**QUOTED TEXT**
** Start **
In this paper, we propose a QoS-Oriented Distributed routing protocol (QOD) to enhance the QoS support capability of hybrid networks. Taking advantage of fewer transmission hops and anycast transmission features of the hybrid networks, QOD transforms the packet routing problem to a resource scheduling problem.

QOD incorporates five algorithms:

1) A QoS-guaranteed neighbor selection algorithm to meet the transmission delay requirement,

2) A distributed packet scheduling algorithm to further reduce transmission delay,

3) A mobility-based segment resizing algorithm that adaptively adjusts segment size according to node mobility in order to reduce transmission time,

4) A traffic redundant elimination algorithm to increase the transmission throughput, and

5) A data redundancy elimination-based transmission algorithm to eliminate the redundant data to further improve the transmission QoS.

Analytical and simulation results based on the random way-point model and the real human mobility model show that QOD can provide high QoS performance in terms of overhead, transmission delay, mobility-resilience, and scalability.

1.2 INTRODUCTION

The rapid development of wireless networks has stimulated numerous wireless applications that have been used in wide areas such as commerce, emergency services, military, education, and entertainment. The number of WiFi capable mobile devices including laptops and handheld devices (e.g., smartphone and tablet PC) has been increasing rapidly. For example, the number of wireless Internet users has tripled world-wide in the last three years, and the number of smartphone users in US has increased from 92.8 million in 2011 to 121.4 million in 2012, and will reach around 207 million by 2017. Nowadays, people wish to watch videos, play games, watch TV, and make longdistanceconferencing via wireless mobile devices “on the go.” Therefore, video streaming applications such as Qik, Flixwagon, and FaceTime on the infrastructure wireless networks have received increasing attention recently. These applications use an infrastructure to directly connect mobile users for video watching or interaction in real time. The widespread use of wireless and mobile devices and the increasing demand for mobile multimedia streaming services are leading to a promising near future where wireless multimedia services (e.g., mobile gaming, online TV, and online conferences) are widely deployed.

The emergence and the envisioned future of real time andmultimedia applications have stimulated the need of high Quality of Service (QoS) support in wireless and mobile networking environments. The QoS support reduces endto- end transmission delay and enhances throughput to guarantee the seamless communication between mobile devices and wireless infrastructures.
** End **
**YOUR TASKS**
1 – Print the passage on the QOD routing protocol between "Analytical and simulation" and "mobility-resilience, and scalability.", inclusive.
2 – According to the passage on the QOD routing protocol, which two mobility models underlie its analytical and simulation results?

**RECORDED INFORMATION**
** Start **
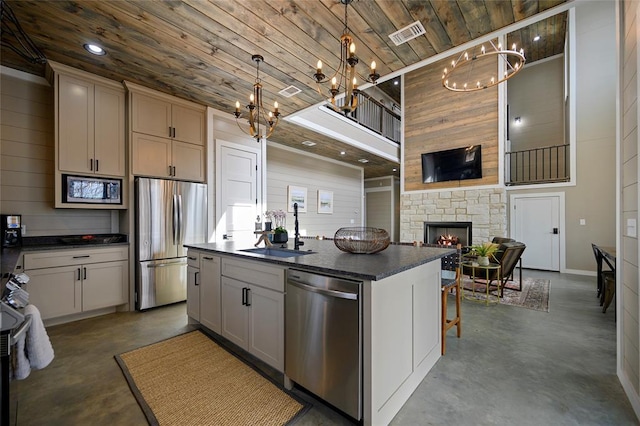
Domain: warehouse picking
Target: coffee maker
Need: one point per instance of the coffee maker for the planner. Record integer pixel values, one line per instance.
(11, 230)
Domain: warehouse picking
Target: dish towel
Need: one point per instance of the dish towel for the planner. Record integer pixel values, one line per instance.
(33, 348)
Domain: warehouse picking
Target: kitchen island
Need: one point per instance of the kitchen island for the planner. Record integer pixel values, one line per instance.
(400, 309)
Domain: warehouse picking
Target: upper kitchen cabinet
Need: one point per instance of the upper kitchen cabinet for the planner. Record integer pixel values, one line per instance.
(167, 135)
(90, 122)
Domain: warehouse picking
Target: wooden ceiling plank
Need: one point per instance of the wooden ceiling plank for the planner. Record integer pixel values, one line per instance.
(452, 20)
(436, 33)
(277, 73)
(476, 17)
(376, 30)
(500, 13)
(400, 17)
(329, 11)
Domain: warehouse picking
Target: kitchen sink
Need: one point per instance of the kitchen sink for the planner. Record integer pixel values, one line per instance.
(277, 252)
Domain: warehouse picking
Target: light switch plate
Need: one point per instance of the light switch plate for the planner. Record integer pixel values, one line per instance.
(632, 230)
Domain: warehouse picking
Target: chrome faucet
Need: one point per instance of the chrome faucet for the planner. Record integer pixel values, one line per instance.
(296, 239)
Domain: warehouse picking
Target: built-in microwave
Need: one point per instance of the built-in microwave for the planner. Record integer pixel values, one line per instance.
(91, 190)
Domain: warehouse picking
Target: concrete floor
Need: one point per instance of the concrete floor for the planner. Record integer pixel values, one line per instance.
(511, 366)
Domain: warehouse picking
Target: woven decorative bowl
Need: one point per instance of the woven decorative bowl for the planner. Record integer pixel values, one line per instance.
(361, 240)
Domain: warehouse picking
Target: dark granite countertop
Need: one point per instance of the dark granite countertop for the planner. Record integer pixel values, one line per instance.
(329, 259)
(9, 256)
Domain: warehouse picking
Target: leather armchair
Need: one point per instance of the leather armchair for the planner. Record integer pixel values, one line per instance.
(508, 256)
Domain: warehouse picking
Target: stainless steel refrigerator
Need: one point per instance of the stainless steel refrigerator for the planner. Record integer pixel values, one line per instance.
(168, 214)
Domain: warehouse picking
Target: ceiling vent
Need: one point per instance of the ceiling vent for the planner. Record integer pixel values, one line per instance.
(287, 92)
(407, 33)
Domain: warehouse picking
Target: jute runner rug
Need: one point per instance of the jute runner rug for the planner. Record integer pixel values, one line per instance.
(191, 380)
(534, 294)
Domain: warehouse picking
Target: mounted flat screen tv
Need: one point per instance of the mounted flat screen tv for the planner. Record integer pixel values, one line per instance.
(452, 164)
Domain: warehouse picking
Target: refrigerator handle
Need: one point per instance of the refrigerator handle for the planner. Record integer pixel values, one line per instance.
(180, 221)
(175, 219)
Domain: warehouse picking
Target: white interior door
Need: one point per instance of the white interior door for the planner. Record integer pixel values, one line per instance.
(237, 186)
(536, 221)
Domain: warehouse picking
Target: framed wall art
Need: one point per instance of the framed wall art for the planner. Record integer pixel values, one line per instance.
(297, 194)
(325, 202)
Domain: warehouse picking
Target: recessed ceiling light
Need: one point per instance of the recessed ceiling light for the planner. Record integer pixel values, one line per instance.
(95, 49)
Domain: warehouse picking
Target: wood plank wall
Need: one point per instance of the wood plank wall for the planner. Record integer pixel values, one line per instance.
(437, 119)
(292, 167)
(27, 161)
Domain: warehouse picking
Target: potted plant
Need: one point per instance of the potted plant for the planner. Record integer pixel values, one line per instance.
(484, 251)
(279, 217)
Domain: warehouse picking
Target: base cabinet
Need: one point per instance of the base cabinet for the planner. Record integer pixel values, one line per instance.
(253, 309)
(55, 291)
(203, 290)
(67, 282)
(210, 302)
** End **
** Start **
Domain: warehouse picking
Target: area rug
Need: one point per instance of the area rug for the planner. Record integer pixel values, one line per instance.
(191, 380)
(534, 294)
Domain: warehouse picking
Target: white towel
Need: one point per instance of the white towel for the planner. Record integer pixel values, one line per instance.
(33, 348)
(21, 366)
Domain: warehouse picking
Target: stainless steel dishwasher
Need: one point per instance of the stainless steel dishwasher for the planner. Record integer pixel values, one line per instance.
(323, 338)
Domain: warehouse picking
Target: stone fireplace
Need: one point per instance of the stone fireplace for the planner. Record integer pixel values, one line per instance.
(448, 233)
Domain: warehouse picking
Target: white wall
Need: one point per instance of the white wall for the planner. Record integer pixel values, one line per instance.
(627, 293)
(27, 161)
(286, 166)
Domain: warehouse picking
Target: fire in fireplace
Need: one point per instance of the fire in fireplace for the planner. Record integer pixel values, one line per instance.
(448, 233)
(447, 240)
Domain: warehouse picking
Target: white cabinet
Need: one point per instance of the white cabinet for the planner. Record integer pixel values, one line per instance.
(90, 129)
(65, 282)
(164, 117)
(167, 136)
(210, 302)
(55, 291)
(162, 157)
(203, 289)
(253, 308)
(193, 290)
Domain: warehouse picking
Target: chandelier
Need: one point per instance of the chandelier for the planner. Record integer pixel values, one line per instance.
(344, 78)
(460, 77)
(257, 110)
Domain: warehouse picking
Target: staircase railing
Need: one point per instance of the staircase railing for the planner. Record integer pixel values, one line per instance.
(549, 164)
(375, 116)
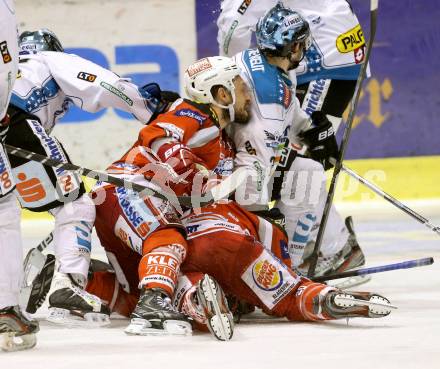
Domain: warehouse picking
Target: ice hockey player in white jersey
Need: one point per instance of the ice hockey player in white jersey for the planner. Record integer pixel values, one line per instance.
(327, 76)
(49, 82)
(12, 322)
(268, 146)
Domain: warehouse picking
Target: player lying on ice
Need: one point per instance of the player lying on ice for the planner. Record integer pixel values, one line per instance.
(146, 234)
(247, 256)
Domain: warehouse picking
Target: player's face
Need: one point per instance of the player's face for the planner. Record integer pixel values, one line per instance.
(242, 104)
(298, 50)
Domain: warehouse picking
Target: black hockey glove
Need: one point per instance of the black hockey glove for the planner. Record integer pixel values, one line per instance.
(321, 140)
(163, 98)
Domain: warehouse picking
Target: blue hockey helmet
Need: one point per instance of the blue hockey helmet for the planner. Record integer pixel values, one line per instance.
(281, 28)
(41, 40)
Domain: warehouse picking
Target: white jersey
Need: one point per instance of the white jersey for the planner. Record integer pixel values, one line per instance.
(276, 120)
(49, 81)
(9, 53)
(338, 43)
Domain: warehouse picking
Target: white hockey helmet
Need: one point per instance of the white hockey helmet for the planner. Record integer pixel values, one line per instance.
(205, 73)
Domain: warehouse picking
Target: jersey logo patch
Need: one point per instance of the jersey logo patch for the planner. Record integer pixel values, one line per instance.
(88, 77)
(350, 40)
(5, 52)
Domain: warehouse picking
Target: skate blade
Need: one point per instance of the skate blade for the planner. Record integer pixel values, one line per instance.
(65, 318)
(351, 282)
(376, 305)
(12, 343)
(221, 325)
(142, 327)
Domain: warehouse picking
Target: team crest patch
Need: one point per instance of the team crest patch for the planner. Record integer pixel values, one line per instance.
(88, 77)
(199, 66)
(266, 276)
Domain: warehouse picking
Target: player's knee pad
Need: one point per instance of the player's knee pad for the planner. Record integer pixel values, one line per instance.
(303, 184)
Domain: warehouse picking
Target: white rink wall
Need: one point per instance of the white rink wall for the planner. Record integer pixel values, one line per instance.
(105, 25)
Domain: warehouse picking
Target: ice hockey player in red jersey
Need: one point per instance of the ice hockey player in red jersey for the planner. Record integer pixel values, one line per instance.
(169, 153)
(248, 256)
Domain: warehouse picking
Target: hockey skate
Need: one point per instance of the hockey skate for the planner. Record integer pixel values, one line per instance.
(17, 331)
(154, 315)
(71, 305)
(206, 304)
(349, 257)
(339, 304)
** End **
** Start **
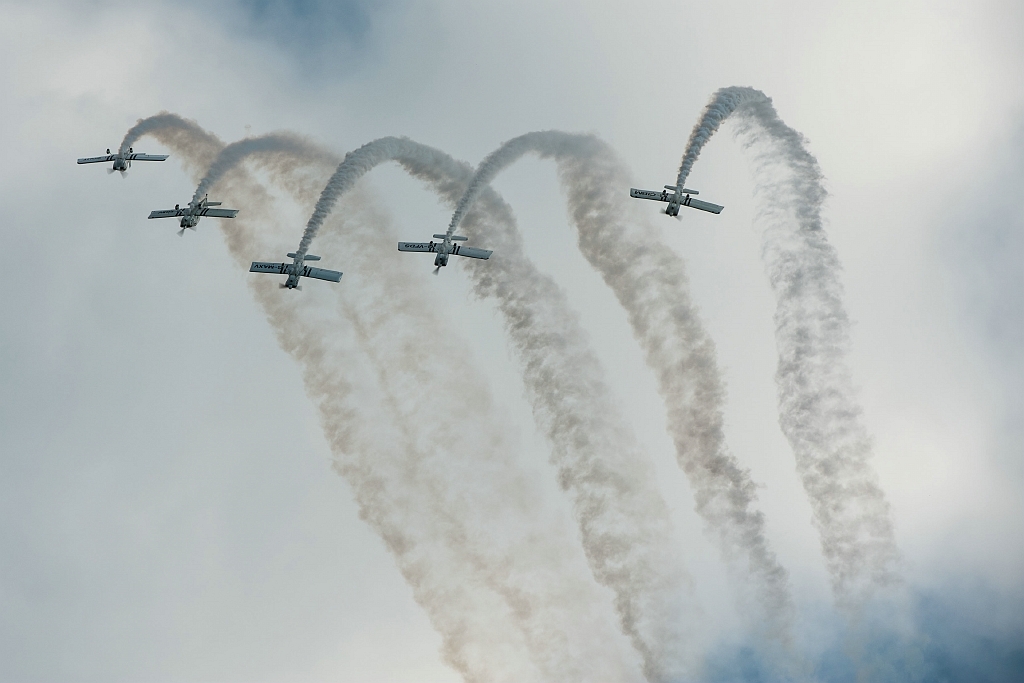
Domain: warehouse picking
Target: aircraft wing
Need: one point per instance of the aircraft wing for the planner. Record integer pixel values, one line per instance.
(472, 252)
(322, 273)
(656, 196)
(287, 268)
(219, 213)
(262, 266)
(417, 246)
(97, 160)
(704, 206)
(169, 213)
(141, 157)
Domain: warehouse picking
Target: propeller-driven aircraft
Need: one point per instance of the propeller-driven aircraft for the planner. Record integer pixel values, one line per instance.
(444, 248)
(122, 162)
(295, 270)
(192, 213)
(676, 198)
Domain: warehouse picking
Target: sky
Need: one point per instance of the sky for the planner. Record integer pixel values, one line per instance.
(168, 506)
** End **
**SOLUTIONS TO THE TASKS**
1 –
Analytical and simulation results based on the random way-point model and the real human mobility model show that QOD can provide high QoS performance in terms of overhead, transmission delay, mobility-resilience, and scalability.

2 – The random way-point model and the real human mobility model.